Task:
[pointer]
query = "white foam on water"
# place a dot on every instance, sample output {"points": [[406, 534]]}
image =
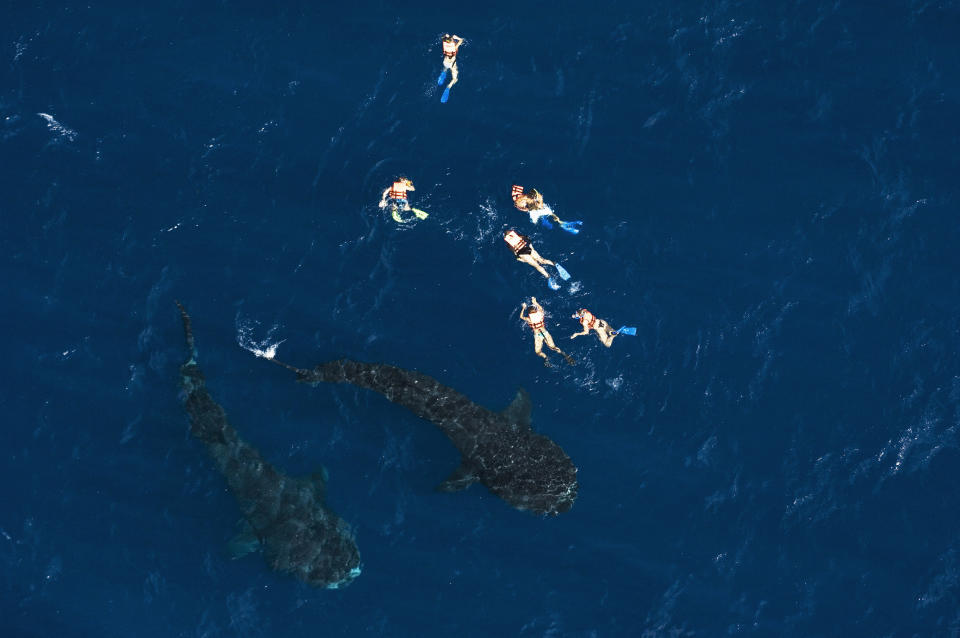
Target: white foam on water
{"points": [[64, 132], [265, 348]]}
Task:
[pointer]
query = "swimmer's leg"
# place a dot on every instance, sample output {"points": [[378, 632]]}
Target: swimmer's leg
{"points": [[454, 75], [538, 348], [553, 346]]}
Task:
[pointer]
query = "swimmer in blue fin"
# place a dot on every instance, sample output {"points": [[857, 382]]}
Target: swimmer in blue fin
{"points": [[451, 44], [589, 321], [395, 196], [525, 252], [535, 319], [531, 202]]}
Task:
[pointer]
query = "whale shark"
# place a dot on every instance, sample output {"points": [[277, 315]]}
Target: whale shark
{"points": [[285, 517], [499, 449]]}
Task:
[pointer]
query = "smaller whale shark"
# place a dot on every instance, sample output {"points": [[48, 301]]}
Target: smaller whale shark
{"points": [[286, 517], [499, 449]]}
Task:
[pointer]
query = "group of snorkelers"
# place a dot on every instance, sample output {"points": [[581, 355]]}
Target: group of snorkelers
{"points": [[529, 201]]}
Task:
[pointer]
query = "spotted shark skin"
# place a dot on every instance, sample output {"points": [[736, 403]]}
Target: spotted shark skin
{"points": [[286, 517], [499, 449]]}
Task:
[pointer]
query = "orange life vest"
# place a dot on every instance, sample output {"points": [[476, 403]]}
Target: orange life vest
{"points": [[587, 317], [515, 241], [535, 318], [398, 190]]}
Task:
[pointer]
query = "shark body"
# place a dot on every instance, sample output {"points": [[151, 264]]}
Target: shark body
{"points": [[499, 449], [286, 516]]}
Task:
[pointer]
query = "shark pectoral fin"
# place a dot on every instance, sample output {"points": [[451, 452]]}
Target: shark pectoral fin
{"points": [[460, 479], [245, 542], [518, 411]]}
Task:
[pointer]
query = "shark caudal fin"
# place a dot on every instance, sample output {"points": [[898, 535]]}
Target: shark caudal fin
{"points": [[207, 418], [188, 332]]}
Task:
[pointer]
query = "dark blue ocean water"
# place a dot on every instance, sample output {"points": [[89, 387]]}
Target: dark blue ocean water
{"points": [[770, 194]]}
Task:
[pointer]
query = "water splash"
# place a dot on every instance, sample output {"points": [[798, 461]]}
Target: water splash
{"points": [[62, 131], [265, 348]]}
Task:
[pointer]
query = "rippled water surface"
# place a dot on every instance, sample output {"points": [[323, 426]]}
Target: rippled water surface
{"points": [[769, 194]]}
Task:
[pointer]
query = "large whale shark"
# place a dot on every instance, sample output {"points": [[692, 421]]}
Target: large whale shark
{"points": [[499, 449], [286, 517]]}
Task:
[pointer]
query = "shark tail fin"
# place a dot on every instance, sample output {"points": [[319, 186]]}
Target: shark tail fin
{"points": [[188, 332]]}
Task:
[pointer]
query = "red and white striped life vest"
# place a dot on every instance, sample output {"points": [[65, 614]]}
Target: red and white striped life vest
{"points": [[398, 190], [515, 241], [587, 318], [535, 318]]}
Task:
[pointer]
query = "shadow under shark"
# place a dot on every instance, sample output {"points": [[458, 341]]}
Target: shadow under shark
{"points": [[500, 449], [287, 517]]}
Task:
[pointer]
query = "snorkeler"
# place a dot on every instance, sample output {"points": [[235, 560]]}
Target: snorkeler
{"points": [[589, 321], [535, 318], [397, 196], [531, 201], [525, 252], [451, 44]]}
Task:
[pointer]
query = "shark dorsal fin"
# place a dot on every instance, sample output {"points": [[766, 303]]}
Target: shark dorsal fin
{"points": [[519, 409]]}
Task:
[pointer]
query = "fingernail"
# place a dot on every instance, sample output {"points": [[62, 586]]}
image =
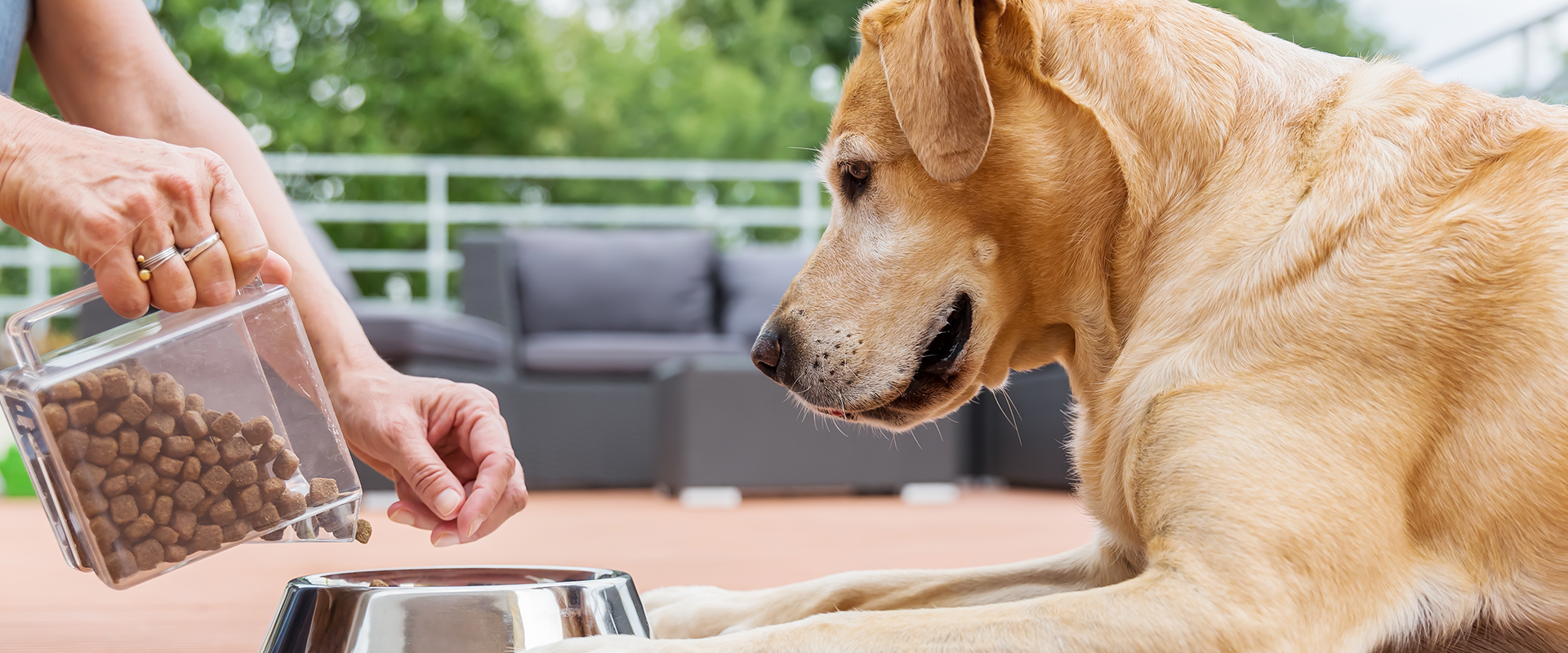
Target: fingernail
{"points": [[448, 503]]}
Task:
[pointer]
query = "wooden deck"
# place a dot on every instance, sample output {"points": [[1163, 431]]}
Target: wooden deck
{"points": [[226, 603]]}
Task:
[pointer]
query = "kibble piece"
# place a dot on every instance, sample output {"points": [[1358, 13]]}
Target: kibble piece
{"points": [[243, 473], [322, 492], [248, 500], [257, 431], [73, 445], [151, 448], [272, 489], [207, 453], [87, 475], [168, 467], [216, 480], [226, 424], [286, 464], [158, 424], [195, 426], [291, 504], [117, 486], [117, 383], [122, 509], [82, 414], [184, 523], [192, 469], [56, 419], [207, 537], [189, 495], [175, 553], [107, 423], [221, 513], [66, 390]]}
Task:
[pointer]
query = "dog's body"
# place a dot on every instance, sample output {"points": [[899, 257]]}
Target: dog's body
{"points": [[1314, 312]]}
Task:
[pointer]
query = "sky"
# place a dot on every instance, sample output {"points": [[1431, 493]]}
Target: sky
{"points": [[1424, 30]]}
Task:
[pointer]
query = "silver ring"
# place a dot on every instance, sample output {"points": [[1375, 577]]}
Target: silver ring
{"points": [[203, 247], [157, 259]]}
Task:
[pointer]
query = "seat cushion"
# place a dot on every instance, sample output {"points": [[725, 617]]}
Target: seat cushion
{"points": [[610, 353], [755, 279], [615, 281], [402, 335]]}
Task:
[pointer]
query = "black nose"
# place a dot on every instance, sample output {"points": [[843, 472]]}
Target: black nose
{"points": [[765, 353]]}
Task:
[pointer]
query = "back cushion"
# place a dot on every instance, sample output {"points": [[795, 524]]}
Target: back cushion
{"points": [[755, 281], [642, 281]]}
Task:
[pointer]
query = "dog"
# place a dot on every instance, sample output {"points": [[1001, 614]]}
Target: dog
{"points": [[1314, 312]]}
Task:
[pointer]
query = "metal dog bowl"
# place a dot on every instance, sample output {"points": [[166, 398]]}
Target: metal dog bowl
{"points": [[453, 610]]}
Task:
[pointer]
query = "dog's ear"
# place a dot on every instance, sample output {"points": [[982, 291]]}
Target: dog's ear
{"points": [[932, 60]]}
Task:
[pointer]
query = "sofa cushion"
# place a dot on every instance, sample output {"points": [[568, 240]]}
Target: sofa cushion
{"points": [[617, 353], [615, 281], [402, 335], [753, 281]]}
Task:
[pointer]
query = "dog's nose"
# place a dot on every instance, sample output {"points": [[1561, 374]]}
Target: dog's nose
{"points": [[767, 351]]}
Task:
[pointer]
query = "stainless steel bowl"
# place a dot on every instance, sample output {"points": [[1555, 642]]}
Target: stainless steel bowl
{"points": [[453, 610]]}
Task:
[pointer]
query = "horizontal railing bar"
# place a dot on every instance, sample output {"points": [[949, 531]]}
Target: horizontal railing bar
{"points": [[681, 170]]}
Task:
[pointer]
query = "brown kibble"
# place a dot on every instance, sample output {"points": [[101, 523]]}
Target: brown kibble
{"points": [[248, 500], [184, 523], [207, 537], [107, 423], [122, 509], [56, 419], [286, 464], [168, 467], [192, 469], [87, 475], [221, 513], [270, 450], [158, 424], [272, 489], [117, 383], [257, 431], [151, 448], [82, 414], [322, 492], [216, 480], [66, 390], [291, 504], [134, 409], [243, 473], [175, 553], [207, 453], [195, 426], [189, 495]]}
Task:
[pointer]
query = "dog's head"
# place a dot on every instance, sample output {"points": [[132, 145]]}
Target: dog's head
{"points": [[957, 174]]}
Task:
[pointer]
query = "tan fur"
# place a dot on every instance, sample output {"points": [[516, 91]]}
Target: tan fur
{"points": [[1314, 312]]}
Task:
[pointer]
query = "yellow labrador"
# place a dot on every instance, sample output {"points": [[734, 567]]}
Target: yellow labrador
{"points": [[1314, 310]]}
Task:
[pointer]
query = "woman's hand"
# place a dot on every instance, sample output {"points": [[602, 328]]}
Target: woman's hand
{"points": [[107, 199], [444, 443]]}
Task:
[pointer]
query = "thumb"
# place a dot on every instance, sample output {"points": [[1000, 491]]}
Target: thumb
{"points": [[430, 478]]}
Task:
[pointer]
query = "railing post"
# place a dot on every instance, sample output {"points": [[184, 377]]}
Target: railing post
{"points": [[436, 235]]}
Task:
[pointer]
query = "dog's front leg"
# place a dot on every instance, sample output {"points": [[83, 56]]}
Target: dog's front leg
* * * *
WORK TO BE COMPLETED: Collect every line in the rows above that contains the string "foam". Case counts.

RESPONSE BELOW:
query = "white foam on water"
Target: white foam on water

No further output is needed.